• **SET PROBLEM**
Output all the data exactly. Pictures do not belong in the copy.
— begin STORED DATA —
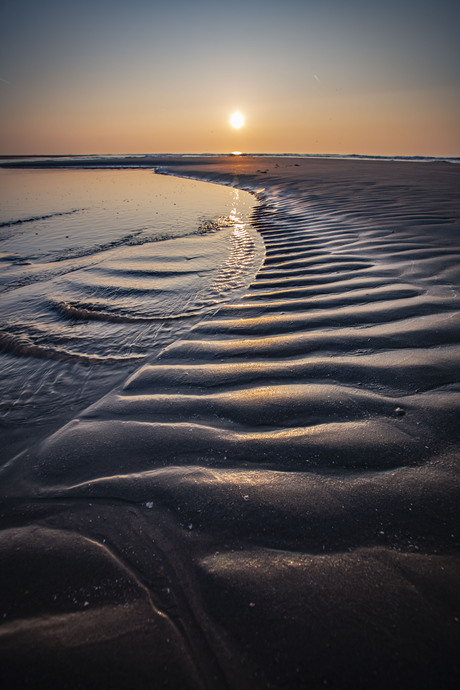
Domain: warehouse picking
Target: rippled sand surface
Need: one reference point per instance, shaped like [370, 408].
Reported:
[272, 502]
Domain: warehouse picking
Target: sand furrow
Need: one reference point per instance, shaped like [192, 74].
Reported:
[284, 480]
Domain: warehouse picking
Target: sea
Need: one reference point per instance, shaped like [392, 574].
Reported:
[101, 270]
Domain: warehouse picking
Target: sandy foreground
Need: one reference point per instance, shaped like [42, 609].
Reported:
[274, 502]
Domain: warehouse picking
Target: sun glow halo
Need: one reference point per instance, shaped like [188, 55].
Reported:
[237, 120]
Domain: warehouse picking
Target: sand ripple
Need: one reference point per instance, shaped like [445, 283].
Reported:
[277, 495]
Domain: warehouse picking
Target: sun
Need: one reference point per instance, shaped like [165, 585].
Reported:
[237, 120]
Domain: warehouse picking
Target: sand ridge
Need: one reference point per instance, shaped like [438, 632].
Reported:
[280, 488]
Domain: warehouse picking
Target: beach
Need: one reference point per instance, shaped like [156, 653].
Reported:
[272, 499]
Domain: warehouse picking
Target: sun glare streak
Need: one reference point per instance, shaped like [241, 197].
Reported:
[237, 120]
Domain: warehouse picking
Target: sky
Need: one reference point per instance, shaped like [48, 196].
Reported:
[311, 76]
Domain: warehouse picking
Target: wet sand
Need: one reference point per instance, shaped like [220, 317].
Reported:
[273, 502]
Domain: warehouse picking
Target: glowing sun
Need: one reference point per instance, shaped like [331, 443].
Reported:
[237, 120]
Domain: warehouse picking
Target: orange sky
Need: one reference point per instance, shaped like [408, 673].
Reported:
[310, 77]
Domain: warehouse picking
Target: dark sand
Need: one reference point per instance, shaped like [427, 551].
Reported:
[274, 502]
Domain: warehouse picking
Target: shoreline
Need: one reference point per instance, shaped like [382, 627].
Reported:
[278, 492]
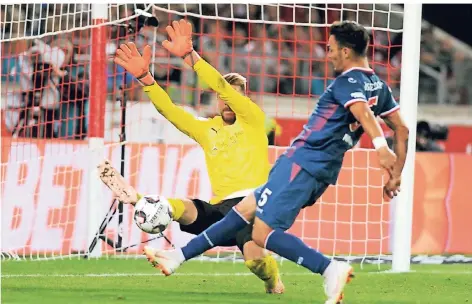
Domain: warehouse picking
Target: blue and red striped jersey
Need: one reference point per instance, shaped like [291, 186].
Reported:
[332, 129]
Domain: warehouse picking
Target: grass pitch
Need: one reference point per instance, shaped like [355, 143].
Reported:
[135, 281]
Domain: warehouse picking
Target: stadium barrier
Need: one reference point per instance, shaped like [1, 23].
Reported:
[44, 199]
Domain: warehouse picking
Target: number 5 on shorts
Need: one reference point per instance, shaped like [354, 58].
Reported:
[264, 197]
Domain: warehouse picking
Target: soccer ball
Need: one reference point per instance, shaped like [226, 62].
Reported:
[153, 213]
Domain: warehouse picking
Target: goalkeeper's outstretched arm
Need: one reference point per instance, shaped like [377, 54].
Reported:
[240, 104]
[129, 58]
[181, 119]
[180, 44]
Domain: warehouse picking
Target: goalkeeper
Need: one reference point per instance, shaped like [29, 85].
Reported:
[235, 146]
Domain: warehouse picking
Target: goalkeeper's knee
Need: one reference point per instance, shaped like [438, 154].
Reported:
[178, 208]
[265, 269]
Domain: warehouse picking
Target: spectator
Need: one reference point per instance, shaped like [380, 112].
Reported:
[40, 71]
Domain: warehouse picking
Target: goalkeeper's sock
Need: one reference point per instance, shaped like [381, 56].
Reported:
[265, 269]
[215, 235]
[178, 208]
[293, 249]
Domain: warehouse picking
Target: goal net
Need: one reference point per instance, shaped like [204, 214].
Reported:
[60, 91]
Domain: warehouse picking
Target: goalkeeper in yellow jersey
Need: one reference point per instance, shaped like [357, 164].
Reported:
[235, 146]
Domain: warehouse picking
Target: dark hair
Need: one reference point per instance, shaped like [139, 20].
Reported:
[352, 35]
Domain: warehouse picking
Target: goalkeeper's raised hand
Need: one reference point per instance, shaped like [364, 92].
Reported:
— end STORED DATA —
• **WRITTEN SOLUTION**
Domain: warehouse picking
Target: rippled sand surface
Need: one reference point per instance, shaped like [370, 408].
Reported:
[272, 502]
Domain: warehouse picking
Target: sand furrow
Need: one reference point per instance, shaped like [192, 74].
Reported:
[284, 480]
Domain: warehouse picking
Target: sea
Need: one reference point per instance, shaped like [392, 574].
Reported:
[101, 270]
Domain: warehouse picking
Target: sandy foreground
Need: one reference point per instance, shaped like [42, 609].
Reported:
[274, 502]
Domain: warehouse picking
Target: sun glow halo
Need: one reference point per instance, shaped like [188, 55].
Reported:
[237, 120]
Domain: warehouse picking
Target: sand ripple
Need: one reference point per instance, shaped like [445, 283].
Reported:
[277, 495]
Domain: warehouse picking
Target: sun
Need: one reference point per instance, shaped like [165, 585].
Reported:
[237, 120]
Domain: warehouse picking
Target: sand ridge
Need: one reference point per instance, shaped like [438, 632].
Reported:
[280, 488]
Domain: warehouse picking
Target: beach
Need: one reference point per instance, shaped like [156, 653].
Reported:
[272, 499]
Domain: warehouse picking
Target: sun glare streak
Need: one reference point per instance, shaped like [241, 197].
Reported:
[237, 120]
Domain: warehouse picking
Target: sky
Need: one reference point per instance, shaped like [48, 196].
Reported:
[311, 76]
Domain: warehouse picking
Target: wet sand
Need: one reference point per instance, shaped like [220, 317].
Reported:
[273, 502]
Domain: warehouse picking
Target: glowing sun
Need: one reference point per instance, shaped like [331, 443].
Reported:
[237, 120]
Domain: warehouse picking
Target: orange sky
Need: one reference point per instance, shaped like [408, 673].
Reported:
[310, 77]
Domain: warehouse picking
Target: dark sand
Need: one reference point per instance, shaped like [427, 551].
Reported:
[274, 502]
Domain: warehouse picking
Target: shoreline
Need: one reference point per instance, shaped like [382, 627].
Reported:
[278, 492]
Domain: warehouse picking
Target: blue and red striped jersey
Need: one reference point per instance, shaped like [291, 186].
Reported:
[332, 129]
Domain: warehouse picking
Target: grass pitch
Need: one reference point per instance, shaped like [355, 143].
Reported:
[135, 281]
Domain: warehouse picking
Target: stadium barrier
Need: one reference point per instance, shaped like [1, 23].
Reported:
[44, 199]
Domain: warehouse picking
Target: number 5 on shorts
Need: one reference point per instance, shaped like [354, 58].
Reported:
[264, 197]
Domain: warehouse picking
Target: soccer ball
Need: one reference point per instance, shaped like [226, 62].
Reported:
[153, 213]
Domain: warehouse picking
Target: goalkeeper's outstretched arm
Need: one reference point per instance, shaped like [377, 54].
Reported:
[240, 104]
[129, 58]
[181, 119]
[180, 44]
Domain: warehouse picking
Target: goalkeeper
Need: one reference point per instance, shaped like [29, 85].
Reported:
[235, 146]
Domain: warehouse picking
Target: goalkeeper's knee
Need: one reference point per instance, shaped like [438, 154].
Reported:
[178, 208]
[265, 269]
Domain: warehouse picking
Target: spectator
Need: one reference point per instance, shaped like [380, 112].
Reported:
[40, 71]
Domain: warehouse picking
Target: goalkeeper's sock
Need: one reference point per instance, shaped like [381, 56].
Reported:
[265, 269]
[215, 235]
[178, 208]
[293, 249]
Domain: warehouse picking
Target: goal net
Need: one reference point per instance, shaped like [204, 214].
Reported:
[60, 91]
Domain: warehouse picking
Target: goalkeeper in yellow jersey
Need: one reference point per instance, shaped like [357, 164].
Reported:
[235, 146]
Domain: warehouse picking
Target: dark hair
Need: one reference point per instance, shaped like [139, 20].
Reported:
[352, 35]
Domain: warehouse picking
Target: goalkeeper's raised hand
Need: one reference point per instance, shaped like [364, 92].
Reported:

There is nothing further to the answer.